_Exercise instructions_
Which lines should be repeated? Exactly the one containing "Where can the tree trunk" and every line after it through the end of the entries below.

Data extracted from a collection:

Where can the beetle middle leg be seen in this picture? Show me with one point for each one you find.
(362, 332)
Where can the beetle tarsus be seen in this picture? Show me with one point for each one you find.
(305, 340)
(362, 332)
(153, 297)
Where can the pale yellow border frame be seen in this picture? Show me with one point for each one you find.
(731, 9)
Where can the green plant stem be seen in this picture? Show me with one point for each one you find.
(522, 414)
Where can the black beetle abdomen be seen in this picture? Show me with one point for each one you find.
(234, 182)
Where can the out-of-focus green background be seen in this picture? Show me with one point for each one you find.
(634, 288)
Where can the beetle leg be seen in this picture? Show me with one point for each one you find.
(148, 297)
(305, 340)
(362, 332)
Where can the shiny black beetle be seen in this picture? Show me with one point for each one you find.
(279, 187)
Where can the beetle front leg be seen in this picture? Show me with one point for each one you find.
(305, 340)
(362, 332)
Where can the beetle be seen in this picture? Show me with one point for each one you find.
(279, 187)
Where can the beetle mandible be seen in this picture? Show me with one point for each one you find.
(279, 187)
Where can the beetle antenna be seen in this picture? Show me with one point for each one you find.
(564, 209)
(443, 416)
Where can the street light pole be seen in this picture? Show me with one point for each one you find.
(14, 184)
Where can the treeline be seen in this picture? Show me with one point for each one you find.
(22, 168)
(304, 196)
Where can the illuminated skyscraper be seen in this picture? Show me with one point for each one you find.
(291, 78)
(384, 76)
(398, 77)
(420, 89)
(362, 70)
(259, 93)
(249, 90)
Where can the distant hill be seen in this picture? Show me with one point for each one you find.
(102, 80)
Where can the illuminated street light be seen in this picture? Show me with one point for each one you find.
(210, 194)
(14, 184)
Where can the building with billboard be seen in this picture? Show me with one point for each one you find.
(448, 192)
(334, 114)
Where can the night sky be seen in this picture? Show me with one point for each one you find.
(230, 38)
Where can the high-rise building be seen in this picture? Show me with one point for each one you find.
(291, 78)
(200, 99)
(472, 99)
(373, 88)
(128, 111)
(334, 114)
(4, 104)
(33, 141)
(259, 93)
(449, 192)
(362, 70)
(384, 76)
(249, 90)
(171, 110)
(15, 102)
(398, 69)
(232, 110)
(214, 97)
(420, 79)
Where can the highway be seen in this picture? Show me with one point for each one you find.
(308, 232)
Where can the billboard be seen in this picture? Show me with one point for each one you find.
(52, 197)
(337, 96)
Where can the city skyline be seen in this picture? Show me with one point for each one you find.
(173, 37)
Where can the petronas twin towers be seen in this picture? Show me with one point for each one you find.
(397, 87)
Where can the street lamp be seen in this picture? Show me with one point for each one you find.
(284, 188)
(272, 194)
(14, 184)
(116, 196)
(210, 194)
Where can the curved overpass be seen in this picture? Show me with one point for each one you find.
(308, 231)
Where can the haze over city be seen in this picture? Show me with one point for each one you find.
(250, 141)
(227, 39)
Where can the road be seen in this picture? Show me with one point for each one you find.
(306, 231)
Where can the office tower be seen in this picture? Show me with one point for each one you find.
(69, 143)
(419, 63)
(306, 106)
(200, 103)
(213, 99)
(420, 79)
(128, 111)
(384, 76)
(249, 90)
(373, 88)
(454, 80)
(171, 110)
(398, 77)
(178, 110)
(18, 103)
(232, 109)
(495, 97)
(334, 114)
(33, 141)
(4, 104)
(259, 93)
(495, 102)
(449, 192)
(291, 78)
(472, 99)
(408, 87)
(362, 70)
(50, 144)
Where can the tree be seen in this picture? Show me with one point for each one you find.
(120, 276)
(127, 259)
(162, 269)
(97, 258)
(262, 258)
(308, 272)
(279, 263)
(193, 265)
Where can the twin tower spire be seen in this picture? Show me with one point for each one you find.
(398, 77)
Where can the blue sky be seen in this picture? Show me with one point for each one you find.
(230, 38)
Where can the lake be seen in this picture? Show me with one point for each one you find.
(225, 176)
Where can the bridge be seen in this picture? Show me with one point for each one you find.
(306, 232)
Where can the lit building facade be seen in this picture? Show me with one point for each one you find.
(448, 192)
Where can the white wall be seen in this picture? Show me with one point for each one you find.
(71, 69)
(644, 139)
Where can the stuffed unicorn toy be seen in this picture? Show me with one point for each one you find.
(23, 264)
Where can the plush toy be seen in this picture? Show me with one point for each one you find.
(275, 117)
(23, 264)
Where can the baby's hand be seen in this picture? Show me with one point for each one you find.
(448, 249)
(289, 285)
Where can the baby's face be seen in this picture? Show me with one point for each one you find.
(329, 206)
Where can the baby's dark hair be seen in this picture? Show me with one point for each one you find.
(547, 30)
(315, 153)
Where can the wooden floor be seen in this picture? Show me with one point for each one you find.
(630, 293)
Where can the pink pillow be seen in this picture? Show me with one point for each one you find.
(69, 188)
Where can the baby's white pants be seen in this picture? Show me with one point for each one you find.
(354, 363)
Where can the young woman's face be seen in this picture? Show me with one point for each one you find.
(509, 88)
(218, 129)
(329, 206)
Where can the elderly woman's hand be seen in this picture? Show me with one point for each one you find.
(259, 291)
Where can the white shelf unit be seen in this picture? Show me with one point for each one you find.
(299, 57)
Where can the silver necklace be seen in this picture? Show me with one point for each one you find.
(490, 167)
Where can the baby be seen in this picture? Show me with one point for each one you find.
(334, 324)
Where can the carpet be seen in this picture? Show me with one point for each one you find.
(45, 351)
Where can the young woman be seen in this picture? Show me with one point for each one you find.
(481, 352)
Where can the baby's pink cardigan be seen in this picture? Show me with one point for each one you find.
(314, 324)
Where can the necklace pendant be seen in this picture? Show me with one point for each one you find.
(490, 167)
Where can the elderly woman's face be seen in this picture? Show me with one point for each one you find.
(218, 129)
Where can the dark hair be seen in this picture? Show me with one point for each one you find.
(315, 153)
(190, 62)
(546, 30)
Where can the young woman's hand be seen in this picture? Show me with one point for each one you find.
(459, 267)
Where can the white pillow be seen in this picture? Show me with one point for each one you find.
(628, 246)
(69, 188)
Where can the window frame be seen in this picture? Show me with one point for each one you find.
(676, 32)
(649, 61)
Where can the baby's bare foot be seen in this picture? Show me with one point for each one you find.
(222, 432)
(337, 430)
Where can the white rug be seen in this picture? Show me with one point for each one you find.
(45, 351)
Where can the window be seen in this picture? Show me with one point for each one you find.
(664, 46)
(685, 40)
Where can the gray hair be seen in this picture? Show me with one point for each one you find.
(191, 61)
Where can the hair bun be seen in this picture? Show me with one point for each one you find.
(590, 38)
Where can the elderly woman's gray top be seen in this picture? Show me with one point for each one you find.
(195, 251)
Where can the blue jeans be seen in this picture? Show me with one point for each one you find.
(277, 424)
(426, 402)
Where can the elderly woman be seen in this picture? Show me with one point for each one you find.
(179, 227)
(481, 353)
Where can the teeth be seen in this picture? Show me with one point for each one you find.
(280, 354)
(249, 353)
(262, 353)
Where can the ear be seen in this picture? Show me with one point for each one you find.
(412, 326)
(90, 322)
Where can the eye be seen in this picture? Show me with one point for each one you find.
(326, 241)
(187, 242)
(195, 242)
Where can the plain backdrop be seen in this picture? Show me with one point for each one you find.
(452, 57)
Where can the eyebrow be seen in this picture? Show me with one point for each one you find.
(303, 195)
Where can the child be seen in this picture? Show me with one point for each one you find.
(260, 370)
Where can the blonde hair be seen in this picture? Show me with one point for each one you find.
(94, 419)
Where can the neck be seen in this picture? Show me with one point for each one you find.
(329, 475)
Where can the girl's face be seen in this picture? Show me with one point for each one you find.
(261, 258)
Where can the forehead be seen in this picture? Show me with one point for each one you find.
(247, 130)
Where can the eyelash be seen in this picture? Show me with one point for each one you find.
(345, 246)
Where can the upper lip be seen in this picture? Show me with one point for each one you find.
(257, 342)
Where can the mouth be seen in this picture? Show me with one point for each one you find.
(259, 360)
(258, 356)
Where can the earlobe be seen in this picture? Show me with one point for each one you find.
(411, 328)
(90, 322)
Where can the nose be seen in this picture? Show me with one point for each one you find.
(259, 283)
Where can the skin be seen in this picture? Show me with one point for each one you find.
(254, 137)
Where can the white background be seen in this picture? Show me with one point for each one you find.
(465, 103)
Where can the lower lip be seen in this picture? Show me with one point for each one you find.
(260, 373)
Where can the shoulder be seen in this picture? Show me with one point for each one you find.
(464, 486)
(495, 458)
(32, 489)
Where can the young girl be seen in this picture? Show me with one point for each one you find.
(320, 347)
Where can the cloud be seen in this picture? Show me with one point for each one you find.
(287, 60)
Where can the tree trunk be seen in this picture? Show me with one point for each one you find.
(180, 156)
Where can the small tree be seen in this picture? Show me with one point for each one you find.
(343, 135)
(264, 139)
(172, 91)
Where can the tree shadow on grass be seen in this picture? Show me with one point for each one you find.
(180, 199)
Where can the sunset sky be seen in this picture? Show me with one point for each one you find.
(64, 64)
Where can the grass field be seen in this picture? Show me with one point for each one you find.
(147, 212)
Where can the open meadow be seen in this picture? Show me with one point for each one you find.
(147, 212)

_Solution_
Where can the tree trunk be seen in this picture? Show me with one point for each one you find.
(180, 156)
Where can the small tree be seen in this picture? Show me with one point for each one you find.
(343, 135)
(264, 139)
(172, 91)
Where can the tree shadow on grass be seen in this picture? Show me with one point for each one you find.
(180, 199)
Where can the sunset sky be seen in this picture? Show me with one point for each one you find.
(64, 64)
Where can the grass field be seen in this picture? Show me with one point for each one you find.
(147, 212)
Where can the open meadow be seen in this picture? Show me with one point for each one you find.
(147, 212)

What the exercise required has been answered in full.